TASK DETAILS: Please report each line in the rows below that contains the word "Target", copying the whole line. Case counts.

===== LISTING

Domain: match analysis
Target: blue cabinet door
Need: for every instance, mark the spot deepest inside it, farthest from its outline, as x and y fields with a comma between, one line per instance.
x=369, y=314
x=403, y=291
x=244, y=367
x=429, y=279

==========
===== LISTING

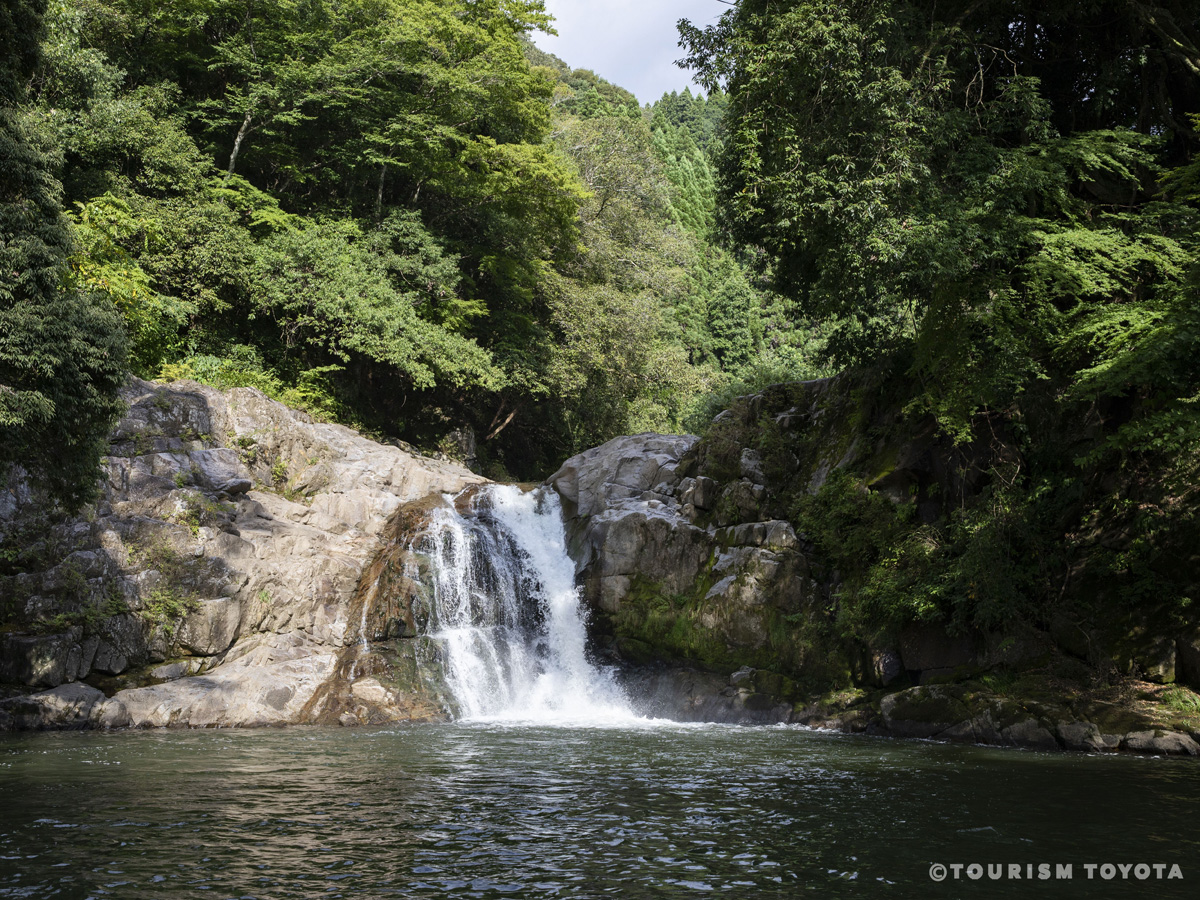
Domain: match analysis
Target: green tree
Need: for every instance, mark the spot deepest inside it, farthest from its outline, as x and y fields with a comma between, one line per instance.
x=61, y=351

==========
===== LISTING

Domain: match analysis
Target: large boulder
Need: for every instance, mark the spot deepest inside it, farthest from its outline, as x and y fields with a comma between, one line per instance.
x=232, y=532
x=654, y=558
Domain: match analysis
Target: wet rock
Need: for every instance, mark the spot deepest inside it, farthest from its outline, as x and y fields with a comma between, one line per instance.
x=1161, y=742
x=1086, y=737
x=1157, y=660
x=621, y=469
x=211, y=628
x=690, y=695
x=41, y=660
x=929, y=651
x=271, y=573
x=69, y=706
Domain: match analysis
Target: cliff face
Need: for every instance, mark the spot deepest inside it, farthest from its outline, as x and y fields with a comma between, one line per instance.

==========

PROBLEM SOLUTION:
Target: blue cabinet door
Target: green tree
Target: large boulder
Target: wet rock
Target: cliff face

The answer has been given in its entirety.